[RECORDS FOR THE TASK Boundary: Start]

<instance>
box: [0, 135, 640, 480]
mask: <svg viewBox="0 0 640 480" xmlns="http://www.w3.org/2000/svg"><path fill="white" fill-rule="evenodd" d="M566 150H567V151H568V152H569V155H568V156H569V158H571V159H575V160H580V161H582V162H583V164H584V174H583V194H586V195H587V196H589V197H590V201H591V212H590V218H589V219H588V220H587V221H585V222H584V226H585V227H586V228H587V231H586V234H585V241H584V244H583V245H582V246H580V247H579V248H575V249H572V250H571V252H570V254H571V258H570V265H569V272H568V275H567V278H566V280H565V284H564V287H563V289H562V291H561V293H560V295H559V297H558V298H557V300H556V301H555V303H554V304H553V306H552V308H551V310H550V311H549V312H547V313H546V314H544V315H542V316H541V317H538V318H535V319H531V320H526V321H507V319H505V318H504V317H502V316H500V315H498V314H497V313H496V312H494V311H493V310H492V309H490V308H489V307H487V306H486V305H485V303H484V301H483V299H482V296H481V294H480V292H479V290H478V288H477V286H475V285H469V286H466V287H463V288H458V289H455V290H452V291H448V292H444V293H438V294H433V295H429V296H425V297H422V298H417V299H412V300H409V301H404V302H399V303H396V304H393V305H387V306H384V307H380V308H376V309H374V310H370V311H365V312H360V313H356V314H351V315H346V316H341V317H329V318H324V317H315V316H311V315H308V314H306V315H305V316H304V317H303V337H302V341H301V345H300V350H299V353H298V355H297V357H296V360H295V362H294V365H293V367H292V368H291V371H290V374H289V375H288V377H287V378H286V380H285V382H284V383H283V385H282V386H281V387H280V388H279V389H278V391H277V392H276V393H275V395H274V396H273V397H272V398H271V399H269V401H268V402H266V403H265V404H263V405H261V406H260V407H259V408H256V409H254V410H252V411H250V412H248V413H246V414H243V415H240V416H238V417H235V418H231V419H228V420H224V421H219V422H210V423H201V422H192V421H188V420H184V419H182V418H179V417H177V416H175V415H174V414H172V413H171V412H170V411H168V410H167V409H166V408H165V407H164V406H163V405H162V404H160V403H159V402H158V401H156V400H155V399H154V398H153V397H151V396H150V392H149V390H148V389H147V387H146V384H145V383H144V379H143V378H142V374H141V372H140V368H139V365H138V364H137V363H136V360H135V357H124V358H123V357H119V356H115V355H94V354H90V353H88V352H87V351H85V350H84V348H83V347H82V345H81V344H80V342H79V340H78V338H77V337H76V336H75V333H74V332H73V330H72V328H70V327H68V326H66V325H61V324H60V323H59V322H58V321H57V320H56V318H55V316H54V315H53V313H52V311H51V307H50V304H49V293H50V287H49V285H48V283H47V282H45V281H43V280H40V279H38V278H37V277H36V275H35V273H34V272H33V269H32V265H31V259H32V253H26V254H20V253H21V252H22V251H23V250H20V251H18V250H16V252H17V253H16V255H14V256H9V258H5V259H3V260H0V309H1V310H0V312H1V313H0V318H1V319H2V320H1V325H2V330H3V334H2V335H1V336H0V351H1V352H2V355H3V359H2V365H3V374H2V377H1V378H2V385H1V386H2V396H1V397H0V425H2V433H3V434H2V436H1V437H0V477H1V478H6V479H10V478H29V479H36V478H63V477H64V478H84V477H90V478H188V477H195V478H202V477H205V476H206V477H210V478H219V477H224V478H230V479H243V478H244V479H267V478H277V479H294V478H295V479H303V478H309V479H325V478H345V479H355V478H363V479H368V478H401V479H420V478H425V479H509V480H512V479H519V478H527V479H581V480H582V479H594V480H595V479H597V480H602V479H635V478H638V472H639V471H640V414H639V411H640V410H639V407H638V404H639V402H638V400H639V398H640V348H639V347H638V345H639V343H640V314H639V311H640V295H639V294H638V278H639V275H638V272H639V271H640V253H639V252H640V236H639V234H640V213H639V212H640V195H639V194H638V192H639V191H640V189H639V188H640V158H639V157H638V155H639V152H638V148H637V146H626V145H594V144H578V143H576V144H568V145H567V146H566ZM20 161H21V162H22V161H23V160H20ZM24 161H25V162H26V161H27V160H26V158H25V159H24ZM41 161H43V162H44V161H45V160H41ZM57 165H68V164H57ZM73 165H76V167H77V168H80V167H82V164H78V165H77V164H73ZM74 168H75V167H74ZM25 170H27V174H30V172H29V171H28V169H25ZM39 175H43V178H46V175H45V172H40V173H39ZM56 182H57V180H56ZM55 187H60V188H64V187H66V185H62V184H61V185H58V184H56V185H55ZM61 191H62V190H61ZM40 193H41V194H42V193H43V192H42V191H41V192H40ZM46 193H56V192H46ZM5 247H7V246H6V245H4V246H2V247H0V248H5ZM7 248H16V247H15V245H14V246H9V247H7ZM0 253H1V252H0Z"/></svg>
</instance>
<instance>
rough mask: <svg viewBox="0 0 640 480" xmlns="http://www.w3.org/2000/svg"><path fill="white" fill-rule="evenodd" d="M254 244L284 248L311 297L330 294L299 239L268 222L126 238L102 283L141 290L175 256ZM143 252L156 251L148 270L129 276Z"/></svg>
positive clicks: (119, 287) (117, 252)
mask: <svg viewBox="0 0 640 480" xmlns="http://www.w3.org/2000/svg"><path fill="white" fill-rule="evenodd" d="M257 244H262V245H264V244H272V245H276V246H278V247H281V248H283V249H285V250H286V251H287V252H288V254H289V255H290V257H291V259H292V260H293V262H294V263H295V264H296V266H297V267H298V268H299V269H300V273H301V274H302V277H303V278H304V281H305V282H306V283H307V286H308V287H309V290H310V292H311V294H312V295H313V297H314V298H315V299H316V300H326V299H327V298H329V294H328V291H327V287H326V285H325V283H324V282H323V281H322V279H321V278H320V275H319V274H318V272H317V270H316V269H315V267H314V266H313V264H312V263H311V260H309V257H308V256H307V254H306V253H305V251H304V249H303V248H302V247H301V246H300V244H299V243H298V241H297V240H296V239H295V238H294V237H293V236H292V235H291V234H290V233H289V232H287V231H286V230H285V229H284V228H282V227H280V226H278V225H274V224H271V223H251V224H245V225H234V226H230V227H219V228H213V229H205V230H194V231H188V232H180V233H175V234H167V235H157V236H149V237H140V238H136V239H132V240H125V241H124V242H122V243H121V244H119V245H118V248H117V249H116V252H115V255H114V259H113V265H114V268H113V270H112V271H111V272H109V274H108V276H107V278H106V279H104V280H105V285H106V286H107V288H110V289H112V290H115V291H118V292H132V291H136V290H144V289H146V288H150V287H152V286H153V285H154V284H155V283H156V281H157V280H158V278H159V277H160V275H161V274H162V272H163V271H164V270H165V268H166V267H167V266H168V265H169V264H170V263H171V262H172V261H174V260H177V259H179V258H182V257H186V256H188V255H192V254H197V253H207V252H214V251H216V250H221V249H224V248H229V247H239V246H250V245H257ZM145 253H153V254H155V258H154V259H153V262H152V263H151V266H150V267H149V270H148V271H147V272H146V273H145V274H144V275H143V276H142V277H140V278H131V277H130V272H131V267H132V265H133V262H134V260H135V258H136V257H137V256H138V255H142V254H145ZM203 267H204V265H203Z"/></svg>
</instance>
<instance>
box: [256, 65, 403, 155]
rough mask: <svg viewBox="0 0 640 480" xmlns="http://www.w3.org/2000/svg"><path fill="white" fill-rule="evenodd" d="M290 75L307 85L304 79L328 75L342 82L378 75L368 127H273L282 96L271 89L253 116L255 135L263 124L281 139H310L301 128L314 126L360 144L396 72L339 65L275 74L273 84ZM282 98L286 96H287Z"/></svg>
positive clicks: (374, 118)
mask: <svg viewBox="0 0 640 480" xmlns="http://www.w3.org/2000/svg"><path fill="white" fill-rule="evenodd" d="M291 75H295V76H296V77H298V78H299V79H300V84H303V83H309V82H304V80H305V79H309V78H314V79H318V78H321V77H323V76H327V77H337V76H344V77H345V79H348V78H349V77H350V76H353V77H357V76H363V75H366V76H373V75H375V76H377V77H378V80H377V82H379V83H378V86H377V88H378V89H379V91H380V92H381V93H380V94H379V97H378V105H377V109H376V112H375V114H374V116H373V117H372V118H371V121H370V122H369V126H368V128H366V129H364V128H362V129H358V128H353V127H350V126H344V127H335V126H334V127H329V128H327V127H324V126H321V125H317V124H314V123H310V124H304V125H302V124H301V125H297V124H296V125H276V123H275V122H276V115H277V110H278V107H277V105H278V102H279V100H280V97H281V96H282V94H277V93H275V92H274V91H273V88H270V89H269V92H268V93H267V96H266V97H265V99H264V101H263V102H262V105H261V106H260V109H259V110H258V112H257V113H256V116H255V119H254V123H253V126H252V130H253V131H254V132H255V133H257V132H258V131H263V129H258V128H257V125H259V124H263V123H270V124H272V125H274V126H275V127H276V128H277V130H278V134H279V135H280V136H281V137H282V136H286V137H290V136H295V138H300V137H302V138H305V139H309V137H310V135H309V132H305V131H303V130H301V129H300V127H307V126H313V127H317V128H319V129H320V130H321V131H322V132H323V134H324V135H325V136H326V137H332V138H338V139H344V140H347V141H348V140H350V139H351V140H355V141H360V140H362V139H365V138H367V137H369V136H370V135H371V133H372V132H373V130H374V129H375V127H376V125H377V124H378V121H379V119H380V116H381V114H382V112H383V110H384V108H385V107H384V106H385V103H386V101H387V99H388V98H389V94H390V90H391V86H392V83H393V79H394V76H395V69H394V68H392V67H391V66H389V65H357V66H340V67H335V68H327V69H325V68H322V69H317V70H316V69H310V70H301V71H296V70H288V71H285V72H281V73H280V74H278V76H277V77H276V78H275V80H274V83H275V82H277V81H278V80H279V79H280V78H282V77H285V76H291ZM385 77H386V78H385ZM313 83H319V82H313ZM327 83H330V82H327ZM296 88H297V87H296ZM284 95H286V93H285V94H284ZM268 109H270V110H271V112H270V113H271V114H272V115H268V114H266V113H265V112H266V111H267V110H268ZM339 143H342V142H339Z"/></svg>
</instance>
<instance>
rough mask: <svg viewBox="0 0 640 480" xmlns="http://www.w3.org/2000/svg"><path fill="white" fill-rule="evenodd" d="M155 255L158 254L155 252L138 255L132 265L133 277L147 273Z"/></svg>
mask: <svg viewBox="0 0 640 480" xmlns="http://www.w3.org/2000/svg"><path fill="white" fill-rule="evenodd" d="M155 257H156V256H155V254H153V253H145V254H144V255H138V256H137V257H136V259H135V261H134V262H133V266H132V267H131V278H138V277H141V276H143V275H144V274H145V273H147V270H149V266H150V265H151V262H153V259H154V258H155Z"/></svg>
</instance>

[RECORDS FOR THE TASK Boundary: End]

### [PROBLEM DESCRIPTION]
Write out again, exactly as they appear above, the lines from the one containing "255L158 254L155 252L138" to the final line, and only those.

### [EXPECTED ANSWER]
rough mask: <svg viewBox="0 0 640 480" xmlns="http://www.w3.org/2000/svg"><path fill="white" fill-rule="evenodd" d="M155 255L158 254L155 252L138 255L132 265L133 277L147 273Z"/></svg>
mask: <svg viewBox="0 0 640 480" xmlns="http://www.w3.org/2000/svg"><path fill="white" fill-rule="evenodd" d="M155 257H156V256H155V254H153V253H145V254H144V255H138V256H137V257H136V259H135V261H134V262H133V266H132V267H131V278H138V277H141V276H143V275H144V274H145V273H147V270H149V266H150V265H151V262H153V259H154V258H155Z"/></svg>
</instance>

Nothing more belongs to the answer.